_Exercise aim:_ Transcribe the records exactly from the line with "Every instance of the jet" to the end, both included.

----- Entries -----

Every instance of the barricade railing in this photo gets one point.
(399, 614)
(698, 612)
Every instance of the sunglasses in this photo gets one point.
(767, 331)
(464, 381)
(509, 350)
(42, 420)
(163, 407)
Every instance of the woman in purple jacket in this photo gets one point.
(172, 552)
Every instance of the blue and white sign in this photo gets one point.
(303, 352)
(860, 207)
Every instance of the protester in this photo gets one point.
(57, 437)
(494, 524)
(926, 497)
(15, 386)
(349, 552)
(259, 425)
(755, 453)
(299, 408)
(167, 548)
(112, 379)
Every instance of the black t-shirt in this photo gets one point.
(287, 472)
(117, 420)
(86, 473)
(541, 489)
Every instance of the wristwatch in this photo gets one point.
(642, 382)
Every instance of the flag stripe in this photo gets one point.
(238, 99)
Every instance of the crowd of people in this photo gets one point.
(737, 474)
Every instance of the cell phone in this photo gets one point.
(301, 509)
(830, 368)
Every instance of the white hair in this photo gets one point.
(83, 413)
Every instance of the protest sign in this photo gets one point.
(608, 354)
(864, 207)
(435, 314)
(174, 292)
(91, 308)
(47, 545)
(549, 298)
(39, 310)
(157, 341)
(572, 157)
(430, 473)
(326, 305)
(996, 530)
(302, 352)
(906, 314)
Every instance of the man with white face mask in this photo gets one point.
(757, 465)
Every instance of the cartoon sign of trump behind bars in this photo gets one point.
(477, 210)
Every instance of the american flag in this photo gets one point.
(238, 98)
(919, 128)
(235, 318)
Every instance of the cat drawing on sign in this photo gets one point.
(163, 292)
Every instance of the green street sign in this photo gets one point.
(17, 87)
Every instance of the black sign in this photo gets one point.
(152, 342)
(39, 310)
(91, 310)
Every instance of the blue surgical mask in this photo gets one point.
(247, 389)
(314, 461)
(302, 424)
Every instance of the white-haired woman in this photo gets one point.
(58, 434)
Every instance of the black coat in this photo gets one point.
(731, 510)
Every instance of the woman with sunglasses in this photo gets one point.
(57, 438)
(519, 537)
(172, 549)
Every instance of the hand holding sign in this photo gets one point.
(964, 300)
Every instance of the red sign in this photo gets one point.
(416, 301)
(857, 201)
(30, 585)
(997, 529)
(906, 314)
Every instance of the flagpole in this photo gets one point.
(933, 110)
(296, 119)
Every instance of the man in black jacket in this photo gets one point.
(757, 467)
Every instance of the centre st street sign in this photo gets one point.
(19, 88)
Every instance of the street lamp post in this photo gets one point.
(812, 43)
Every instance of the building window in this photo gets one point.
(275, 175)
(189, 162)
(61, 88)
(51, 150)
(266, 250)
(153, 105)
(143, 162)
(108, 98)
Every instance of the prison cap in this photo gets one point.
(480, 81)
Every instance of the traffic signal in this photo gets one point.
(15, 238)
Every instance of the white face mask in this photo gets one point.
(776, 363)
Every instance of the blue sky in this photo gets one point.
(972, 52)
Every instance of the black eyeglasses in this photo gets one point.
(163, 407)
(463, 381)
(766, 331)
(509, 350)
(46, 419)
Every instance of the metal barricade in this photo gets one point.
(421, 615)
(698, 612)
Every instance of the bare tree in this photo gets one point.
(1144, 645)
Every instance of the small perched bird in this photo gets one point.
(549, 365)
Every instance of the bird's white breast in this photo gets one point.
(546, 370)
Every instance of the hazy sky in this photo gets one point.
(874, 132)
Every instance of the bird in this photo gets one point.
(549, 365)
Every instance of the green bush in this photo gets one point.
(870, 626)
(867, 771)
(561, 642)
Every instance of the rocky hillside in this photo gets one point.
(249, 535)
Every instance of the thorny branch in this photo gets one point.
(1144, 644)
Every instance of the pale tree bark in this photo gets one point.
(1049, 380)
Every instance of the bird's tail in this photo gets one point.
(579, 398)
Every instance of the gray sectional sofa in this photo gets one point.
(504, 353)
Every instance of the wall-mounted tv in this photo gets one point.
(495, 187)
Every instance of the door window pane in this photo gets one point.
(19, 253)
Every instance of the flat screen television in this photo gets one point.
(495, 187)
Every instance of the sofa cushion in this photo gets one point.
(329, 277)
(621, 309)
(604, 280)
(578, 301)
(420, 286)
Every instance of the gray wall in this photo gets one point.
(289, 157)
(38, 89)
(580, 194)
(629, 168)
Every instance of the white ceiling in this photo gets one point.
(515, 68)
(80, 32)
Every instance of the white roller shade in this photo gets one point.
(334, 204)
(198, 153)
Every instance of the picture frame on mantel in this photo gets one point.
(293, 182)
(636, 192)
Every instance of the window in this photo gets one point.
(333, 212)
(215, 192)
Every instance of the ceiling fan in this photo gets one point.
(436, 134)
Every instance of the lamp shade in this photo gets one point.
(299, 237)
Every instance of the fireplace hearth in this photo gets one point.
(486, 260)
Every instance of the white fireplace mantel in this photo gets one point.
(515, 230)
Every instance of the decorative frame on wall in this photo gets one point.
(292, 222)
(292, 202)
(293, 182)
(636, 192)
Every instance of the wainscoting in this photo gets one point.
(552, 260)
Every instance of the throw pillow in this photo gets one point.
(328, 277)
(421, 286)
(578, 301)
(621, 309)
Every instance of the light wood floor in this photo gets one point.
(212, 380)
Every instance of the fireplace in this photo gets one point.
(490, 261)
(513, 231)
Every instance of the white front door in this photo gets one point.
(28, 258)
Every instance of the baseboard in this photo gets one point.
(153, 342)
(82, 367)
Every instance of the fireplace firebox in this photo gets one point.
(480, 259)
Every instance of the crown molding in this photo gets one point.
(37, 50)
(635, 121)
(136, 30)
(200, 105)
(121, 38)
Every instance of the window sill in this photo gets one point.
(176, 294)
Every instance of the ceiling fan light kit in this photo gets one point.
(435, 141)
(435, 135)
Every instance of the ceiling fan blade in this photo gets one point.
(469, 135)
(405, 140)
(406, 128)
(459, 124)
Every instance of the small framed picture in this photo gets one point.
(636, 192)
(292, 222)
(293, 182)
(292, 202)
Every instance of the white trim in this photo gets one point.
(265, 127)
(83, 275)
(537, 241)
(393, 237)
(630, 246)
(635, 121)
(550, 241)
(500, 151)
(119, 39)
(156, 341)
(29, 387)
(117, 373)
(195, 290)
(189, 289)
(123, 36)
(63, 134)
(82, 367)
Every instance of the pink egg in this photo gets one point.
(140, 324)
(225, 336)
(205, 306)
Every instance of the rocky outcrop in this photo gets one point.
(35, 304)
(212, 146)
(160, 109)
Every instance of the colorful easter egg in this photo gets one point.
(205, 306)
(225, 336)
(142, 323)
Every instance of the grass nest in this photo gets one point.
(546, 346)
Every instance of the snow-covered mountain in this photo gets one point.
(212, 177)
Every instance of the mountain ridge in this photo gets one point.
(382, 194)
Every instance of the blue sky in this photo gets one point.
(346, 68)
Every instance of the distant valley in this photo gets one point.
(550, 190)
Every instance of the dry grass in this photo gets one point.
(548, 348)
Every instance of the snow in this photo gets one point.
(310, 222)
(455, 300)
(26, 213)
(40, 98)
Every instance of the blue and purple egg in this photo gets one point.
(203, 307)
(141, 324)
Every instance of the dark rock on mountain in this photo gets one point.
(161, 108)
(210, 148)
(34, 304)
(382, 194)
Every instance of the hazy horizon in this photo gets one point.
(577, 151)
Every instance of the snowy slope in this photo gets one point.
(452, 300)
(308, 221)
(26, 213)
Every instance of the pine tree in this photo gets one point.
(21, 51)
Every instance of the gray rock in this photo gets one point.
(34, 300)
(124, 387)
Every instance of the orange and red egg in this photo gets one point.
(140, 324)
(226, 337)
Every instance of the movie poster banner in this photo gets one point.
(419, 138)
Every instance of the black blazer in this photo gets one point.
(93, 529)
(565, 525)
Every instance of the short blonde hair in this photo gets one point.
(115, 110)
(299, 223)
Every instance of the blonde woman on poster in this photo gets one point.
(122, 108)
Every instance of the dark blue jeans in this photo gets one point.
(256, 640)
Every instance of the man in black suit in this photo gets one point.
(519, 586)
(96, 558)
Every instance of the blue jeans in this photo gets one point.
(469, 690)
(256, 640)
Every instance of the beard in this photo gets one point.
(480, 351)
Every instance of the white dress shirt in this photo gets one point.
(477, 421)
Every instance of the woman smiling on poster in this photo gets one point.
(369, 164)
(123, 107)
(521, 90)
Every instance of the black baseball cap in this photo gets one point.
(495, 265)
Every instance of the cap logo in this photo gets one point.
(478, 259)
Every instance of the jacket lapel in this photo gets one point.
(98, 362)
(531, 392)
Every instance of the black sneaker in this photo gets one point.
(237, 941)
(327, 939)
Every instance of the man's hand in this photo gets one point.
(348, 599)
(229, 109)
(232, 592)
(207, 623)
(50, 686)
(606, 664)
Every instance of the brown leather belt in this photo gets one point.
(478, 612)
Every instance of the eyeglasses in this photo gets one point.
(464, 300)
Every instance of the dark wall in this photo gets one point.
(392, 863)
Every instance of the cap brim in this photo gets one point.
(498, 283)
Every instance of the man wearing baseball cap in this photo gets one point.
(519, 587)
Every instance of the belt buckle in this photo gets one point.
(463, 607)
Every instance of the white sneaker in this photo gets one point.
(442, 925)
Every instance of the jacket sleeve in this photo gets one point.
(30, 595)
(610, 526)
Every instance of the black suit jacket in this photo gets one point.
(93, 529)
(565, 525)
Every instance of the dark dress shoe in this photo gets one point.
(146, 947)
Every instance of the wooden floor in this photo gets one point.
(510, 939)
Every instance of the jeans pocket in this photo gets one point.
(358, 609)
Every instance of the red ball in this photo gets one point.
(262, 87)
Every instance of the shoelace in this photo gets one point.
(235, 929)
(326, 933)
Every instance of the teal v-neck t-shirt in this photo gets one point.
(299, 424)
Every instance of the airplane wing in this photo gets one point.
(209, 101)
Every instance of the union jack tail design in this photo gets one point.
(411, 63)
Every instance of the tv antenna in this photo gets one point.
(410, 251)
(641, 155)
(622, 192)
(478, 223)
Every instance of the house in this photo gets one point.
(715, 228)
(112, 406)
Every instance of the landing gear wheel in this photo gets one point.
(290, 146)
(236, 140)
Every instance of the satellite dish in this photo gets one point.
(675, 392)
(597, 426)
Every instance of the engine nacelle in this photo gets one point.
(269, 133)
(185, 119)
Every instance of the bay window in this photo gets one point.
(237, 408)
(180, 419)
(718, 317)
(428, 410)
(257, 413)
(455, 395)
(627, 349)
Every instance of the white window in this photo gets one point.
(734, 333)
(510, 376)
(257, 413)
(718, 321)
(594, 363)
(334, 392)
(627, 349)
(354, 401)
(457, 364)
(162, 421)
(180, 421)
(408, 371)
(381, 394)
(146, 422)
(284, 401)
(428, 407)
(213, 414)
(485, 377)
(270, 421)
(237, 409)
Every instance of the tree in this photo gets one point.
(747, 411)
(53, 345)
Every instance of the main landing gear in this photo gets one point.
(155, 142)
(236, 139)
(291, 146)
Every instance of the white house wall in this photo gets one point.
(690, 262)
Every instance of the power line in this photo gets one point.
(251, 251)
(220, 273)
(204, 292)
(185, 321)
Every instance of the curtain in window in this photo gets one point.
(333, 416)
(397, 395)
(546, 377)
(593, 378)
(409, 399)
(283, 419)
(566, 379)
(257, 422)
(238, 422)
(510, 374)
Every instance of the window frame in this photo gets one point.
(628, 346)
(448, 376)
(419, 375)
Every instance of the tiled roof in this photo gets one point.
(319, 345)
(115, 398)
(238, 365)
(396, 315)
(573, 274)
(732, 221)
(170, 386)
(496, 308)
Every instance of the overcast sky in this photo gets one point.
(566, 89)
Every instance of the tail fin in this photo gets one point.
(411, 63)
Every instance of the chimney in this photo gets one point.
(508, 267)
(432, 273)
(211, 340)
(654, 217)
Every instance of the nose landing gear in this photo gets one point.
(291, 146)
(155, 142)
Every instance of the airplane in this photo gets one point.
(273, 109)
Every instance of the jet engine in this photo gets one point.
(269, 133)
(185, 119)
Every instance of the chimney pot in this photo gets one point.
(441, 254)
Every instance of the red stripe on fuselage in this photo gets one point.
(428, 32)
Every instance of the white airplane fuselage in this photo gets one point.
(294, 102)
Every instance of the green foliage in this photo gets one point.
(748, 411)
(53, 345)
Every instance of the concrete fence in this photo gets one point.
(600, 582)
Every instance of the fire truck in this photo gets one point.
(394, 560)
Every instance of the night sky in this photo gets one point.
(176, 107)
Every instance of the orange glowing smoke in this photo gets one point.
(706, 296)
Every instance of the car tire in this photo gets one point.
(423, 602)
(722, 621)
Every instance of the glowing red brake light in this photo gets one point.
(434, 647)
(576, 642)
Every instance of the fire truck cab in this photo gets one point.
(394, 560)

-----

_Exercise result:_
Every instance of the jet engine in this photo gets one point.
(269, 133)
(185, 119)
Every instance of the chimney pot in this photo gets one point.
(441, 254)
Every instance of the red stripe on fuselage in this photo gets one point.
(428, 32)
Every instance of the white airplane fuselage in this photo gets one point.
(294, 102)
Every instance of the green foliage in this photo gets one point.
(748, 411)
(53, 345)
Every instance of the concrete fence in this photo gets one point.
(600, 582)
Every instance of the fire truck in this photo gets one point.
(394, 560)
Every instance of the night sky in this photo gets one point.
(176, 107)
Every instance of the orange glowing smoke in this photo gets one point.
(706, 296)
Every instance of the car tire in this photo gets one point.
(423, 602)
(722, 621)
Every instance of the glowing red brake light in this photo gets one point.
(434, 647)
(576, 642)
Every instance of the fire truck cab in this photo gets one point.
(394, 560)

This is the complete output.